Point-per-instance localization data:
*** Block opens ***

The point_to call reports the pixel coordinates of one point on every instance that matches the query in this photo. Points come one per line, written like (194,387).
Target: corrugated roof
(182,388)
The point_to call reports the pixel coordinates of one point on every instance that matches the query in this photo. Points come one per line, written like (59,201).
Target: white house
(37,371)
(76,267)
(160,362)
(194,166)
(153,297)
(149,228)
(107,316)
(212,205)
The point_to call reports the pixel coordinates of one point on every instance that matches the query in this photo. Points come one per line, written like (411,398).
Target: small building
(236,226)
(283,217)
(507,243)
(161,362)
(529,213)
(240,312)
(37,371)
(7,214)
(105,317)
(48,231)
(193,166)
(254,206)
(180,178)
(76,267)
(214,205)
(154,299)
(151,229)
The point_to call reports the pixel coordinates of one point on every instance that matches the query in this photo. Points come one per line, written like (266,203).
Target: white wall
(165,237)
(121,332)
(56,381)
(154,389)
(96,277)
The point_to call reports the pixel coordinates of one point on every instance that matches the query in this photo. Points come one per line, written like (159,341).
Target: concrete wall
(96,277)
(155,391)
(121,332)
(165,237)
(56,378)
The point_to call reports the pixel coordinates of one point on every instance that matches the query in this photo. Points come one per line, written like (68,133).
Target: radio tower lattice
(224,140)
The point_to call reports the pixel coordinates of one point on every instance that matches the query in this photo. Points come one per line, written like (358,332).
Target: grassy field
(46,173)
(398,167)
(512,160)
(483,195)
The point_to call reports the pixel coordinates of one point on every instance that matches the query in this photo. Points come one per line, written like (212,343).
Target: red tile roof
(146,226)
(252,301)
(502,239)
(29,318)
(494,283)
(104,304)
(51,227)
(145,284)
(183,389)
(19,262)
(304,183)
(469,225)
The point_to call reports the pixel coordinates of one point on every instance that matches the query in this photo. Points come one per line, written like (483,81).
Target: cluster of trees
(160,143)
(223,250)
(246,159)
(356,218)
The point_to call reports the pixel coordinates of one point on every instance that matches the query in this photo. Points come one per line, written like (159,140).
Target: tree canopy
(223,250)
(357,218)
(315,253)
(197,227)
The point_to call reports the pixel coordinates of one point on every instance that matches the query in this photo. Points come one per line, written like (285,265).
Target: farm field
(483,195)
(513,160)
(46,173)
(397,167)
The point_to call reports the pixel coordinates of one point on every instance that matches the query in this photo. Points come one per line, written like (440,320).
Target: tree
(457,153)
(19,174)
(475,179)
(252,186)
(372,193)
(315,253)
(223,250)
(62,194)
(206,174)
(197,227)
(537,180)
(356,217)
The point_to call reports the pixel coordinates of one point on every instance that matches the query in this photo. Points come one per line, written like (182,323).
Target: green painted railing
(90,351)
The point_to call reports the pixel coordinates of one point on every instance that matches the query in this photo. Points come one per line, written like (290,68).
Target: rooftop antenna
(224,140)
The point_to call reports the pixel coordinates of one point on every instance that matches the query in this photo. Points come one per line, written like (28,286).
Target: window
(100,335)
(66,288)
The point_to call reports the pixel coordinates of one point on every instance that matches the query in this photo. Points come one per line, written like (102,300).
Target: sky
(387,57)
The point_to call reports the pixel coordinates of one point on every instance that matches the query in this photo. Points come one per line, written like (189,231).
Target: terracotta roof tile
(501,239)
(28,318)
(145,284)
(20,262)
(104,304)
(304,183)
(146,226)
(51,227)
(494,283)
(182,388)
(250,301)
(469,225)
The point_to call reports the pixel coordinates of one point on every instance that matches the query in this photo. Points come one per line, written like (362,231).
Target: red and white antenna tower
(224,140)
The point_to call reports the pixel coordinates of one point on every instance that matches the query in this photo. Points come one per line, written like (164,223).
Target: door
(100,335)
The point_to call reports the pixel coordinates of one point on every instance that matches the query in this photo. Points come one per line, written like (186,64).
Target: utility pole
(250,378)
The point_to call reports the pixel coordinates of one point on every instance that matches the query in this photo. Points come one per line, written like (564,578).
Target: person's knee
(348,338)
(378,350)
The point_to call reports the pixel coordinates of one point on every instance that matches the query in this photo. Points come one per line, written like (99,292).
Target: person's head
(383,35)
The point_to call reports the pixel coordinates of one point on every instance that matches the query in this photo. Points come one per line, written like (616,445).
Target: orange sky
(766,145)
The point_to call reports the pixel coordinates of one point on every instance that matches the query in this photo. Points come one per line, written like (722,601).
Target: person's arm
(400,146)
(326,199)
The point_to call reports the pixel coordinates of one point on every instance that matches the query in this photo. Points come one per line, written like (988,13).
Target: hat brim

*** Block closes ***

• Assigned task
Please repeat each entry. Keep every word the same.

• Worked solution
The point_to call reports the pixel coordinates of one point on every instance that matches the query in this photo. Points come one per line, written like (194,387).
Target: corrugated roof
(182,388)
The point_to call reports the pixel coordinates of one point on every instance that matches the query in this photo. Points come one per line, written like (59,201).
Target: white house
(37,371)
(76,267)
(160,362)
(194,166)
(153,297)
(149,228)
(107,316)
(212,205)
The point_to call reports the pixel coordinates of one point on every instance that matches the query in this photo. Points come one per line, written like (411,398).
Target: small building
(236,226)
(283,217)
(507,243)
(161,362)
(529,213)
(240,312)
(37,371)
(7,214)
(105,317)
(48,231)
(193,166)
(254,206)
(180,178)
(76,267)
(214,205)
(154,299)
(151,229)
The point_to call reports the pixel coordinates of one point on every instance that matches the query in this photo. Points come one per line, written like (266,203).
Target: white wall
(165,237)
(121,332)
(56,381)
(154,389)
(96,277)
The point_to call reports the pixel coordinates of one point on every instance that matches the query in this photo. Points come one per line, written like (159,341).
Target: concrete wall
(96,277)
(155,391)
(121,332)
(165,237)
(56,378)
The point_to call reports the pixel coordinates of one point on every instance that matches the query in this photo. Points come one per line, written like (68,133).
Target: radio tower lattice
(224,140)
The point_to call reports the pixel coordinates of one point on every instance that matches the query in this photo. Points come one per line, written like (358,332).
Target: grassy field
(46,173)
(398,167)
(512,160)
(483,195)
The point_to call reports the pixel coordinates of one point on every instance that matches the query in this photo. Points come one per line, written like (212,343).
Target: red tile roof
(146,226)
(252,301)
(502,239)
(29,318)
(494,283)
(104,304)
(51,227)
(145,284)
(183,389)
(19,262)
(304,183)
(469,225)
The point_to call reports the pixel coordinates of one point on every instance that matches the query in this photo. Points come one per line, written like (483,81).
Target: cluster of trees
(160,143)
(223,250)
(246,159)
(356,218)
The point_to call reports the pixel coordinates of one point on every instance that matches the query in this photo. Points come one per line, written like (159,140).
Target: tree canopy
(223,250)
(357,218)
(315,253)
(197,227)
The point_to call reports the pixel coordinates of one point on every instance that matches the query in this photo. Points come one per line, written like (285,265).
Target: farm field
(483,195)
(513,160)
(46,173)
(397,167)
The point_to call reports the pixel coordinates of one point on every instance that matches the query in this photo. Points come one per line, written like (440,320).
Target: tree
(457,153)
(19,174)
(475,179)
(252,186)
(372,193)
(315,253)
(223,250)
(62,194)
(206,174)
(197,227)
(537,180)
(356,217)
The point_to call reports the pixel coordinates of one point on every instance that matches the query in this photo. Points come one per line, written like (182,323).
Target: green painted railing
(90,351)
The point_to call reports the pixel coordinates of one point on every instance that matches the query in this photo. Points come one per line, written like (290,68).
Target: rooftop antenna
(224,140)
The point_to call reports the pixel coordinates of one point on every instance that matches the query in this photo. Points come one per line, written like (28,286).
Target: window
(100,335)
(66,288)
The point_to call reports the pixel coordinates of one point on every instance that matches the query in this photo. Points come one per line, written like (102,300).
Target: sky
(387,57)
The point_to call reports the pixel coordinates of one point on every instance that matches the query in this photo. Points come one per line, written like (189,231).
Target: terracotta roof tile
(501,239)
(28,318)
(145,284)
(20,262)
(104,304)
(304,183)
(146,226)
(51,227)
(494,283)
(182,388)
(250,301)
(469,225)
The point_to call reports the pixel coordinates of one point on every instance that matches the query in this photo. Points come one per line, written like (362,231).
Target: red and white antenna tower
(224,140)
The point_to call reports the pixel coordinates of one point on every instance that matches the query in this photo. Points come one per line, written like (164,223).
Target: door
(100,335)
The point_to call reports the pixel coordinates of one point on every instance that matches the query in this photo. Points come one per line, written like (186,64).
Target: utility pole
(250,378)
The point_to call reports the pixel coordinates of one point on every instance that matches the query in this photo. Points come one per line, written like (564,578).
Target: person's knee
(348,338)
(378,350)
The point_to call reports the pixel coordinates of one point on every instance that matches the query in this photo. Points come one per line, written like (99,292).
Target: person's head
(383,35)
The point_to call reports the pixel coordinates of one point on every instance that matches the query in this photo. Points come one per line, written like (616,445).
Target: orange sky
(766,145)
The point_to call reports the pixel coordinates of one point on every instance that matches the query in this photo. Points come one per line, written like (722,601).
Target: person's arm
(400,146)
(326,199)
The point_to call reports the pixel coordinates of one point on every instance that matches the query in this photo. Points come one per line, written like (988,13).
Target: hat brim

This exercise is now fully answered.